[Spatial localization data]
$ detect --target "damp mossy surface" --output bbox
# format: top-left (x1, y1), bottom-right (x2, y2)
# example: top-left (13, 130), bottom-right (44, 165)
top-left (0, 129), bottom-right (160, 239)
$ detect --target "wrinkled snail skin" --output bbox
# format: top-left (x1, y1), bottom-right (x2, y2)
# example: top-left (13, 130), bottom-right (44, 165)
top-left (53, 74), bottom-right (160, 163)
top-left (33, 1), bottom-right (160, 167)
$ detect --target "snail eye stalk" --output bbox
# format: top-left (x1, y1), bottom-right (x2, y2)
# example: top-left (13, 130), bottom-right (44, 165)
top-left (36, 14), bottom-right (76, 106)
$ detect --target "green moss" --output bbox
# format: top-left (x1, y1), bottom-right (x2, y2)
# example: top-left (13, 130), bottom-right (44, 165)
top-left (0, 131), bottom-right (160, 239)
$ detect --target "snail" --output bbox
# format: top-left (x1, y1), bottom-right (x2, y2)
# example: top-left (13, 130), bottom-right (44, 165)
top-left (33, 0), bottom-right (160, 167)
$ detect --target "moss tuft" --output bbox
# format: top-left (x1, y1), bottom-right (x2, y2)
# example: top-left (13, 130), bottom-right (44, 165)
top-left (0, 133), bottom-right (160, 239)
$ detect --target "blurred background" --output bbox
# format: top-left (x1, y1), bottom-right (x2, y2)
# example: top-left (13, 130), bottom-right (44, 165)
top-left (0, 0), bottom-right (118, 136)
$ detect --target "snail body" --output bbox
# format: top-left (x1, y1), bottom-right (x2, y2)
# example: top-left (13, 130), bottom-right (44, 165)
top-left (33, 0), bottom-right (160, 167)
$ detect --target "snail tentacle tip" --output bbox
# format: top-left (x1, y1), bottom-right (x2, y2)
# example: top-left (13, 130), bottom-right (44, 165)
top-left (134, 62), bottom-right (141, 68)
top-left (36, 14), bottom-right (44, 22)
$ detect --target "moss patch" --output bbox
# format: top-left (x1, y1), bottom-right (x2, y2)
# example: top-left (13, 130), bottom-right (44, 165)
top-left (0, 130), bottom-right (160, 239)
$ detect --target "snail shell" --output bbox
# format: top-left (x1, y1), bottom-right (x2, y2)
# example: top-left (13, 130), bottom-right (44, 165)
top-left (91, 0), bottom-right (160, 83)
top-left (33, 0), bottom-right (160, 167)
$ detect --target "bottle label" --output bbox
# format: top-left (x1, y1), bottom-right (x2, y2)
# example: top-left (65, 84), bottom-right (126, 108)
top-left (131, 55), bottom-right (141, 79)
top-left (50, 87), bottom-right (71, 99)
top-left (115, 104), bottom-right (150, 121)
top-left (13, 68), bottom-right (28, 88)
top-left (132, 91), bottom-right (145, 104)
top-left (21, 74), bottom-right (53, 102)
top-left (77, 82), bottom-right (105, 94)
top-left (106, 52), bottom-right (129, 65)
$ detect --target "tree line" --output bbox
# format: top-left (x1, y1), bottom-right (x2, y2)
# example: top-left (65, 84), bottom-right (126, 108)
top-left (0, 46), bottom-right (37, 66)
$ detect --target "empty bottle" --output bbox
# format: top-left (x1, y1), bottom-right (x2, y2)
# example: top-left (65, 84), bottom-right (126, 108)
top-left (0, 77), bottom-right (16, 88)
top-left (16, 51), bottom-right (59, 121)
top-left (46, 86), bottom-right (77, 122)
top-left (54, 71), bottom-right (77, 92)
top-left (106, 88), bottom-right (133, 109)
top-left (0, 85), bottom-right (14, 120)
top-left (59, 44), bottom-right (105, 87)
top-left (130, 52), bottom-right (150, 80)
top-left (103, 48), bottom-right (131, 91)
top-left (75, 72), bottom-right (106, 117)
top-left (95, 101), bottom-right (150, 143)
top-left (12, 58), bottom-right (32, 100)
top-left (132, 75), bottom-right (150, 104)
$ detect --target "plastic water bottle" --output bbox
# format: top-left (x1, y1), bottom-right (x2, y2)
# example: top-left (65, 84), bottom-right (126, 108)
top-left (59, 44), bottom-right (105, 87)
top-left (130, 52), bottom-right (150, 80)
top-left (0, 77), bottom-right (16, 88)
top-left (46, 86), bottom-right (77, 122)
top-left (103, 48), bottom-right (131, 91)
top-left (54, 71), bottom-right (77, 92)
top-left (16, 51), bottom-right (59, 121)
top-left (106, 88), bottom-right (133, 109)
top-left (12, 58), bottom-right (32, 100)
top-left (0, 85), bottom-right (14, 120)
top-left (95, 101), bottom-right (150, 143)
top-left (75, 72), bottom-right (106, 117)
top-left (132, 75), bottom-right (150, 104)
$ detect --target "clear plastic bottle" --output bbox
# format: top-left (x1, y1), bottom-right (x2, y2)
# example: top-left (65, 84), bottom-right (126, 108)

Your assignment.
Where does the word "plastic" appear in the records? Copy every line that holds it.

Response area.
$ detect --target "plastic water bottle" --output bbox
$ detect --target "clear plastic bottle" --output bbox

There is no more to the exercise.